▸ **WHAT IS BEING ASKED**: Starting from the line that contains "crowd of people shown in the photo above.", reproduce each line exactly through the end of the material, and include no other lines.

▸ **SUPPLIED DATA**:
--*--
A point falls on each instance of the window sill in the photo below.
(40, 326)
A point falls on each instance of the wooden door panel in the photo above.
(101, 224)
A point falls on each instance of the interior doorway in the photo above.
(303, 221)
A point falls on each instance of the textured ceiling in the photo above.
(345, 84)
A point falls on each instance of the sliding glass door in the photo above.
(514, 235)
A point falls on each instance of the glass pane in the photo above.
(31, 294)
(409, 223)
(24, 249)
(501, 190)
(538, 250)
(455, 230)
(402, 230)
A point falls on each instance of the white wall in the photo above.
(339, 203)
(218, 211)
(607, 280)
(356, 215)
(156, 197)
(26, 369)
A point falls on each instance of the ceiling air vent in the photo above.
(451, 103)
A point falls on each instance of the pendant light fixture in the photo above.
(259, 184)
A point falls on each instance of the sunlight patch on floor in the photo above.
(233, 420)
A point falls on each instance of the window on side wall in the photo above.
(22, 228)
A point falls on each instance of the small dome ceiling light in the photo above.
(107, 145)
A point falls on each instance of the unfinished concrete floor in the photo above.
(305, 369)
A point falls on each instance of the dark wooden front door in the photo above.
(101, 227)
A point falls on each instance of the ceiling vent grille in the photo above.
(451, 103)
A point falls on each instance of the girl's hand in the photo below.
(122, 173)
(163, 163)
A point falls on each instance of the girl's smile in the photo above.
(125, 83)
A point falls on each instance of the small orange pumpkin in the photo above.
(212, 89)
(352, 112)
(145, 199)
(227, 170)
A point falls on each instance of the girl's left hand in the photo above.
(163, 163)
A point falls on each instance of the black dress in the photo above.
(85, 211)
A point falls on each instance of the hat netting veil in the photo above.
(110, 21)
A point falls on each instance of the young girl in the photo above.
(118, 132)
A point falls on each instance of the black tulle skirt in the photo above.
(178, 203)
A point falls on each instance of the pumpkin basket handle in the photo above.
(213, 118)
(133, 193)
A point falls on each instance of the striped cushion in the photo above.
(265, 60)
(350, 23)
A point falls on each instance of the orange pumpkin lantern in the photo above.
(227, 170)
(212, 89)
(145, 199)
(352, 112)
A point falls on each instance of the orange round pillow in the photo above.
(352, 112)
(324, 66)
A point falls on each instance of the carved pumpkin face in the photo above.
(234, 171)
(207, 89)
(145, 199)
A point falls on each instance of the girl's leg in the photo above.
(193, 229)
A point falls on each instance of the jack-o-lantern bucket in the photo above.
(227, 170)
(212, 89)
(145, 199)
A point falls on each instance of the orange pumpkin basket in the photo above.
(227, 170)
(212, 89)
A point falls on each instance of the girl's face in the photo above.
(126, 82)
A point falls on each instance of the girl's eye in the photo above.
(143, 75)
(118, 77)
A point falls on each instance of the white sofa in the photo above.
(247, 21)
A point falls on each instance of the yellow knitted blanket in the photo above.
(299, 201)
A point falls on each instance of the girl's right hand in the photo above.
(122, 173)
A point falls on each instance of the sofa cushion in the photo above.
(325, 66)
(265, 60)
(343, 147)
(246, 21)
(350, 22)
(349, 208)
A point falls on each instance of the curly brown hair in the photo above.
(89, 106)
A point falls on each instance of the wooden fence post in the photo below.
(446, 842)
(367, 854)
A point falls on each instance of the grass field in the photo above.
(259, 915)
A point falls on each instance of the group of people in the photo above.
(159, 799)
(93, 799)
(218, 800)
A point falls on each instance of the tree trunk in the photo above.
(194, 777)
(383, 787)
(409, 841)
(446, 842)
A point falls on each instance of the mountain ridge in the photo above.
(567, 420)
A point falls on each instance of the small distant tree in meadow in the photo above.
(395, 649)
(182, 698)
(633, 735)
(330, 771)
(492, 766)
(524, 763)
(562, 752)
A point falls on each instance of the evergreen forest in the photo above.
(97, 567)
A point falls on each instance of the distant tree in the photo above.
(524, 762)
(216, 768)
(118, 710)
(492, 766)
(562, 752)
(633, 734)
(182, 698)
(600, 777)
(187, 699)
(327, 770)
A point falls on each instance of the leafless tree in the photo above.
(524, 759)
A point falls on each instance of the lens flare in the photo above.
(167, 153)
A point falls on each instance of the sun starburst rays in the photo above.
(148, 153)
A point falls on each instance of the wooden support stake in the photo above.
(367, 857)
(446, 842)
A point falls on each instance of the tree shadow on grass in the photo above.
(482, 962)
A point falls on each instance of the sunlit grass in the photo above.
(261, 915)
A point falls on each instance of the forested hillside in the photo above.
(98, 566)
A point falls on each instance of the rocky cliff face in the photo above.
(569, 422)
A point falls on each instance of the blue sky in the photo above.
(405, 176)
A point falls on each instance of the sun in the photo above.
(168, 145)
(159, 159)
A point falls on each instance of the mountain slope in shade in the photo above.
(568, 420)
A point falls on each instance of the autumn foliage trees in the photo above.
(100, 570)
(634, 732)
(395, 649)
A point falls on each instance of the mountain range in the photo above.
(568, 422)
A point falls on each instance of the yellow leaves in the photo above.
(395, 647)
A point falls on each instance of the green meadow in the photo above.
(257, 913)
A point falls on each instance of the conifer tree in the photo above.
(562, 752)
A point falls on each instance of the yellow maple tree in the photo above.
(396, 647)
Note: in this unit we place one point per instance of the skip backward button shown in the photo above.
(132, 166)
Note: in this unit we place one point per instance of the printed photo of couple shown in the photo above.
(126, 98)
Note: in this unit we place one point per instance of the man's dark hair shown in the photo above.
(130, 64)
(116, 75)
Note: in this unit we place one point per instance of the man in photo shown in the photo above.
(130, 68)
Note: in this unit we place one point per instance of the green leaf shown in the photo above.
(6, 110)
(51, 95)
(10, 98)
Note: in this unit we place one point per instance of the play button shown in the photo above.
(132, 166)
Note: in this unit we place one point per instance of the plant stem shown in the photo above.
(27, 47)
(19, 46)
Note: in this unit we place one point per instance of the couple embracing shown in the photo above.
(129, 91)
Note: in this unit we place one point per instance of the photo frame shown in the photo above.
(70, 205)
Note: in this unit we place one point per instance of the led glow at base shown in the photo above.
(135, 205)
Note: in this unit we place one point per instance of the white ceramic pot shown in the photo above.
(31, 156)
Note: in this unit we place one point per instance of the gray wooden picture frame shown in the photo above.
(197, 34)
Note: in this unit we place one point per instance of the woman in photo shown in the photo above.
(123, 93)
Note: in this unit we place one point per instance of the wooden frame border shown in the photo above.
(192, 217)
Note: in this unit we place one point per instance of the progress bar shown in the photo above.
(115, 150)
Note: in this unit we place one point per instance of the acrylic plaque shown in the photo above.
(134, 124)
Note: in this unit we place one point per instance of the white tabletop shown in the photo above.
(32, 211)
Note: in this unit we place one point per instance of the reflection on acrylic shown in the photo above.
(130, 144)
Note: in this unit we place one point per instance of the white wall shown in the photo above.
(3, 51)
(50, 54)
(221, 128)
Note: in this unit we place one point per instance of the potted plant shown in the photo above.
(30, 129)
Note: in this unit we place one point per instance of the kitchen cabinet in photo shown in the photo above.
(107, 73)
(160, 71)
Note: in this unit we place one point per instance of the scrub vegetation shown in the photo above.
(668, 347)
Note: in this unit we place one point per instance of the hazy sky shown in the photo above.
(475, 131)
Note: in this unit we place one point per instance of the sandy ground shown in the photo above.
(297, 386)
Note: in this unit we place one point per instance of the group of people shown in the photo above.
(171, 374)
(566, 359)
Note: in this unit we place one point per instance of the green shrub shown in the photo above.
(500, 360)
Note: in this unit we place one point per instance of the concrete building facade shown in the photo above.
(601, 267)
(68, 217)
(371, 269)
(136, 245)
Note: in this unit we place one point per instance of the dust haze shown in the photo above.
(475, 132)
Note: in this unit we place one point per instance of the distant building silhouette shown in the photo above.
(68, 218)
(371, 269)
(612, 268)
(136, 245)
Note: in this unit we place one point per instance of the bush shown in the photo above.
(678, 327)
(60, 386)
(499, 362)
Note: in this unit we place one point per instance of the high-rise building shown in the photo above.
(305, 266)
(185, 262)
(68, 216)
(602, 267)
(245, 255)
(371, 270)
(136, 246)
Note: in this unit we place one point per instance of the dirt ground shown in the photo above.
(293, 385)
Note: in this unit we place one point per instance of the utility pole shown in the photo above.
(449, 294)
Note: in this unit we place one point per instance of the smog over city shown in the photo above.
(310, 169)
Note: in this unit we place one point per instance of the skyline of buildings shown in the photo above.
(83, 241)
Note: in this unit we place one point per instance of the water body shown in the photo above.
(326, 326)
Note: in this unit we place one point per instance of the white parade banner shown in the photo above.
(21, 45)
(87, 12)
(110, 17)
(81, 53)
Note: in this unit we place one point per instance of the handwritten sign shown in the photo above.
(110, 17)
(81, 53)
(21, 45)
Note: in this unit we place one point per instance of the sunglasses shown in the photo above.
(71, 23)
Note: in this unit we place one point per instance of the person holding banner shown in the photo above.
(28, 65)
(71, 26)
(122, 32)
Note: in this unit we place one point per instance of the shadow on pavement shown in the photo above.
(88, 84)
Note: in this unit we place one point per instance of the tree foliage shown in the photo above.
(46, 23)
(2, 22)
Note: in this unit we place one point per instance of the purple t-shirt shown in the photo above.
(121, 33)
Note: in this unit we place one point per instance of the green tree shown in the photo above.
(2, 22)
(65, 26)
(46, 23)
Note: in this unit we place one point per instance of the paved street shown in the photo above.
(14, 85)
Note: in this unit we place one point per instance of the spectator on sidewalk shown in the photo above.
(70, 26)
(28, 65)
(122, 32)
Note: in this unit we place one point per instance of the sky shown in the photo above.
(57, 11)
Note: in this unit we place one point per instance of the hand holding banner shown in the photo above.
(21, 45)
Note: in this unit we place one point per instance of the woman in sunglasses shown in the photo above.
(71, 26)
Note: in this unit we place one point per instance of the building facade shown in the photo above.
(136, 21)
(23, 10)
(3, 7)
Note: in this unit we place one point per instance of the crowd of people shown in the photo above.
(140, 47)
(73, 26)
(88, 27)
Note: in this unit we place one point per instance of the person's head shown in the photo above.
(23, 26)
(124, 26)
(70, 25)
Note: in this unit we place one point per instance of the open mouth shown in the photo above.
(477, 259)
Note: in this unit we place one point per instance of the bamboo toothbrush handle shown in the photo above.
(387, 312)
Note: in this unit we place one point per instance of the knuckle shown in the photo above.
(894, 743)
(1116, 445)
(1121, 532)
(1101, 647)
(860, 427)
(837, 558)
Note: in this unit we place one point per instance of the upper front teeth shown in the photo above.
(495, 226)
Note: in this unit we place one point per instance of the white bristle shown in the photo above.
--*--
▸ **REPLY TO THE EXERCISE**:
Note: in this unit we place one point per instance of the crowd of people shown in the photo above.
(140, 47)
(73, 26)
(88, 27)
Note: in this unit we place one point per instance of the person's head shown in the photo above.
(23, 26)
(124, 26)
(70, 25)
Note: in this unit we place one point per instance of the open mouth shown in the photo above.
(477, 259)
Note: in this unit we place one point per instance of the bamboo toothbrush handle shown in the photo above.
(387, 312)
Note: in this unit we place one point per instance of the knuckle shown in the photo above.
(894, 743)
(1116, 445)
(1121, 532)
(1101, 647)
(860, 427)
(837, 558)
Note: in this unit we place one point per instance of the upper front teeth shown in the photo above.
(495, 226)
Note: in this unit we place one point per instance of the white bristle shown in the photo above.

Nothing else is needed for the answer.